• AUFGABE:
Gib den folgenden Text über Herberger in der NS-Zeit vollständig und Wort für Wort wieder.

• DOKUMENT:
☆ ☆ ☆ ☆ ☆ ☆ ☆

Herberger hat unter den Nationalsozialisten Karriere gemacht. Das wäre nicht möglich gewesen, wenn er sich mit dem Regime nicht zumindest arrangiert hätte, ist der Lehrstuhlinhaber für Geschichte des Spätmittelalters und der früheren Neuzeit überzeugt. „Das muss man ihm schon vorwerfen und kann man nicht schönreden.“ Gleichzeitig gibt es keine Äußerungen, in denen er Taten der Nationalsozialisten rechtfertigt, sie gar gutheißt. Daraus zwingend abzuleiten, er hätte den Nationalsozialismus abgelehnt, sei aber auch nicht richtig. „Herberger war im Guten wie im Schlechten ein zutiefst unpolitischer Mensch. Es hat ihn einfach nicht interessiert“, sagt Kümper. Herberger wird recht schnell entnazifiziert.

☆ ☆ ☆ ☆ ☆ ☆ ☆

• AUSZÜGE DER LISTE:

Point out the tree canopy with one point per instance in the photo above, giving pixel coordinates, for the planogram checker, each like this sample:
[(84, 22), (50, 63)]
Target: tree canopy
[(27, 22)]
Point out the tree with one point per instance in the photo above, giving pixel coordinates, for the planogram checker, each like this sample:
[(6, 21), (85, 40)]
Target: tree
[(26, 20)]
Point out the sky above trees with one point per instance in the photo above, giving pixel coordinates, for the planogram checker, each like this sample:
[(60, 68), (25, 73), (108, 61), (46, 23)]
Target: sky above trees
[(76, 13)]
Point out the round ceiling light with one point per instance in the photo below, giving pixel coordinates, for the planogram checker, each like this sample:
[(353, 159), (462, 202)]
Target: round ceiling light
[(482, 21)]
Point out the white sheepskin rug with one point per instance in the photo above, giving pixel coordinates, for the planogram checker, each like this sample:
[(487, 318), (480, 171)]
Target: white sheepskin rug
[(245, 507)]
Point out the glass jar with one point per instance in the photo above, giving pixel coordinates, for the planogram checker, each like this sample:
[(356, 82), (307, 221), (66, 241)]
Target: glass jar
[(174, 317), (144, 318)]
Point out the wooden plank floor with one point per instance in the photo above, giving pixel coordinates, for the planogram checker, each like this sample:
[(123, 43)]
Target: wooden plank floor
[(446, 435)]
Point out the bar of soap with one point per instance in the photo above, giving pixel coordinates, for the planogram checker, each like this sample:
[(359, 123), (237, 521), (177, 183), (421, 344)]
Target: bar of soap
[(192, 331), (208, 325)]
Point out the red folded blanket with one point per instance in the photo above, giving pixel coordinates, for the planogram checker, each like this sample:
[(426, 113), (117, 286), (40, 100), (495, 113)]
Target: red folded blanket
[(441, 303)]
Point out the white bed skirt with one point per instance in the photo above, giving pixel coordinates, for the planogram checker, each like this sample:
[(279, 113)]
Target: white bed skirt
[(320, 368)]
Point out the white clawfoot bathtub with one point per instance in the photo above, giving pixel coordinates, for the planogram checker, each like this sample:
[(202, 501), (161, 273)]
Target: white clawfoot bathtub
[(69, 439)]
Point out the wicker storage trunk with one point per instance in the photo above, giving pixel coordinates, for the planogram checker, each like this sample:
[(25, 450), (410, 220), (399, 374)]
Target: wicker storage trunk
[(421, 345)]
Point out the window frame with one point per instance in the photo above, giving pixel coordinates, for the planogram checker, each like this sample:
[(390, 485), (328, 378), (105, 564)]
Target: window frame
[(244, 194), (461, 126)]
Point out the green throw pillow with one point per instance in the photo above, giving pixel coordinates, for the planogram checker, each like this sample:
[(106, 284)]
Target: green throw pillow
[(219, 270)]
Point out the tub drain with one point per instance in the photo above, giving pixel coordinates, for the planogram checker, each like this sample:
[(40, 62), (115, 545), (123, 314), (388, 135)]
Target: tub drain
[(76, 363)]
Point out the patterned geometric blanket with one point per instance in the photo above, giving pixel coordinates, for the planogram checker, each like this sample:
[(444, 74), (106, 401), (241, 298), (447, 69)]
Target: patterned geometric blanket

☆ ☆ ☆ ☆ ☆ ☆ ☆

• ANTWORT UNTEN:
Herberger hat unter den Nationalsozialisten Karriere gemacht. Das wäre nicht möglich gewesen, wenn er sich mit dem Regime nicht zumindest arrangiert hätte, ist der Lehrstuhlinhaber für Geschichte des Spätmittelalters und der früheren Neuzeit überzeugt. „Das muss man ihm schon vorwerfen und kann man nicht schönreden.“ Gleichzeitig gibt es keine Äußerungen, in denen er Taten der Nationalsozialisten rechtfertigt, sie gar gutheißt. Daraus zwingend abzuleiten, er hätte den Nationalsozialismus abgelehnt, sei aber auch nicht richtig. „Herberger war im Guten wie im Schlechten ein zutiefst unpolitischer Mensch. Es hat ihn einfach nicht interessiert“, sagt Kümper. Herberger wird recht schnell entnazifiziert.